▶ [Try it]
Give back every record below, character for character.

[Data items]
▬▬▬▬▬▬
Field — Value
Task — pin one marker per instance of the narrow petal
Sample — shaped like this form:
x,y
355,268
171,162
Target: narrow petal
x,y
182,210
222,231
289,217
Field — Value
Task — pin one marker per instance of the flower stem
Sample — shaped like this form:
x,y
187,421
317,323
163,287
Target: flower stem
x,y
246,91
▬▬▬▬▬▬
▶ [Written answer]
Field — Value
Task — pin one marker per instance of the narrow petal
Sample — shaped like this form:
x,y
355,268
171,162
Target: narrow petal
x,y
182,210
222,231
289,217
Field — Value
Task — pin one marker per instance of the flower stem
Sample — shaped like this form:
x,y
187,421
317,323
163,287
Target: flower stem
x,y
246,91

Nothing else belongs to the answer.